● Referring expression pointing data
########

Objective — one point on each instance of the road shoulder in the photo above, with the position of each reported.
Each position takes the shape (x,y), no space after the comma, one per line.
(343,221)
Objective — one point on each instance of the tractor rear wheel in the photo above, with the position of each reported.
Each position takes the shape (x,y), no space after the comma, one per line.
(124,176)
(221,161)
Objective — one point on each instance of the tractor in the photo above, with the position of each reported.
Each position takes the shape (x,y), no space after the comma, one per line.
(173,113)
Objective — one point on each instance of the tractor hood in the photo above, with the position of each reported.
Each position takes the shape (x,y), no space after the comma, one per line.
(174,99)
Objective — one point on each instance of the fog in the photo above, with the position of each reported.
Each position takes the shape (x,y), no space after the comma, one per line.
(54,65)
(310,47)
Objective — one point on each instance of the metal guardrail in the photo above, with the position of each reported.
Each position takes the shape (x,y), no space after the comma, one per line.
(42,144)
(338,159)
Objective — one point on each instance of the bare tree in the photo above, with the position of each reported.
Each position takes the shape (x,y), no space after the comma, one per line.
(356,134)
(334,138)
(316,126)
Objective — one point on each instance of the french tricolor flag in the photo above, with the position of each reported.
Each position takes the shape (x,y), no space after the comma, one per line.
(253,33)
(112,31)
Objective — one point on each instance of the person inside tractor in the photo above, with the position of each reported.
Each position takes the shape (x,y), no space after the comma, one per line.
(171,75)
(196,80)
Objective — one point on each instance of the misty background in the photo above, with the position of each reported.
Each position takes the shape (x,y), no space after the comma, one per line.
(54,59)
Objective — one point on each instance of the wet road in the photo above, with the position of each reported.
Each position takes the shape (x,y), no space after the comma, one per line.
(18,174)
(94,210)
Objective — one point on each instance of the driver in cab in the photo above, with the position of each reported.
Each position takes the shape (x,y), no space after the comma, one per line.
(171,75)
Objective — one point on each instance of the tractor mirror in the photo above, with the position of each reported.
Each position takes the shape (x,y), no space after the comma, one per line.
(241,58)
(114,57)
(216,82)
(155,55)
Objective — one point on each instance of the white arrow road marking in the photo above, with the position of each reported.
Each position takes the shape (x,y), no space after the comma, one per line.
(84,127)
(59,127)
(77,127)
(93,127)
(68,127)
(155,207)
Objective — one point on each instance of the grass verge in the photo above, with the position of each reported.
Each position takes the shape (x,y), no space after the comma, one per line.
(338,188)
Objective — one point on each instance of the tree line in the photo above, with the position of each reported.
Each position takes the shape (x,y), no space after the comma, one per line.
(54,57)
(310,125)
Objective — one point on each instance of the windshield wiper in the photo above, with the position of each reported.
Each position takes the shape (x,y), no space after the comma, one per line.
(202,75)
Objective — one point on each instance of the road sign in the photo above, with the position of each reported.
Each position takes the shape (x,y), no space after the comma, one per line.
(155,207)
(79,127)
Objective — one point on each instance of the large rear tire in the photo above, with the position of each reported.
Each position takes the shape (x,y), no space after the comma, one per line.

########

● TASK GOAL
Would you write out the data exactly as it reads?

● RESPONSE BELOW
Objective — one point on each instance of the road shoulder in the photo above, with the position of each reported.
Each position takes the shape (x,y), no space after the comma, one per line.
(343,221)
Objective — one point on each instance of the tractor rear wheel in the photo above, with the position of each reported.
Each position takes the shape (x,y), no space after the comma, one per line.
(124,176)
(221,161)
Objective — one point on each instance of the tractor in the photo above, with the position of each reported.
Each position takes the shape (x,y), no space after the comma, one per line.
(173,113)
Objective — one point on each instance of the tractor hood in the photo above, with the position of each reported.
Each position takes the shape (x,y), no space after the comma, one per line.
(174,99)
Objective — one point on each instance of the fog in the photo above, with the position of each reported.
Each position takes the shape (x,y), no space after the comma, one per line.
(54,65)
(310,47)
Objective — one point on each instance of the metal guardrail in the photo above, with the position of each reported.
Each position takes the shape (x,y), no space after the comma, one per line.
(42,144)
(338,159)
Objective — one point on each instance of the bare tree in the photo above, with the position of each reported.
Each position takes the shape (x,y), no space after the comma, one per line.
(356,134)
(334,138)
(316,126)
Objective — one point on each instance of the french tricolor flag in the photo above, with the position of each reported.
Each position takes the shape (x,y), no space after the comma, one per line.
(253,33)
(112,31)
Objective — one point on each instance of the person inside tractor in the photo above, with the position of each reported.
Each position takes the shape (x,y), no space after the comma, one per line.
(171,75)
(196,80)
Objective — one point on each instance of the misty background in the photo above, with the position of each reported.
Each position takes the shape (x,y), no space after the comma, one per line.
(54,59)
Objective — one point on each instance of the wet road in the photo above, with the position of each reported.
Each position takes the shape (x,y), no space after the comma, one per line.
(18,174)
(94,210)
Objective — one point on each instance of the driver in cab in the photo above, with the position of each reported.
Each position takes the shape (x,y), no space after the comma, one per line.
(171,75)
Objective — one point on each instance of the tractor mirror in the photo above, with the position of each reported.
Each position takes the shape (x,y), no space after the comma, one per line.
(241,58)
(114,57)
(216,82)
(155,55)
Objective — one point on each instance of the white arrow road marking in the photo above, with the position of each reported.
Each position takes the shape (x,y), no space after the comma, one per line.
(84,127)
(59,127)
(77,127)
(93,127)
(68,127)
(155,207)
Objective — one point on each instance of the grass verge in the photo above, with the position of each reported.
Each position takes the shape (x,y), no space after the comma, one per line.
(338,188)
Objective — one point on each instance of the tree line in the photo above, with the position of each reported.
Each position takes the shape (x,y), no space after the comma, one per line.
(54,57)
(310,125)
Objective — one point on each instance of the windshield wiper in the photo above, with the position of each reported.
Each position takes the shape (x,y), no space after the comma, one per line.
(202,75)
Objective — one point on each instance of the road sign in the photo above, with the position of each reported.
Each position takes the shape (x,y), no space after the comma, one per line.
(155,207)
(79,127)
Objective — one point on each instance of the large rear tire in the photo above, with the position of each reported.
Each position takes the shape (x,y), no space after the comma, one per line.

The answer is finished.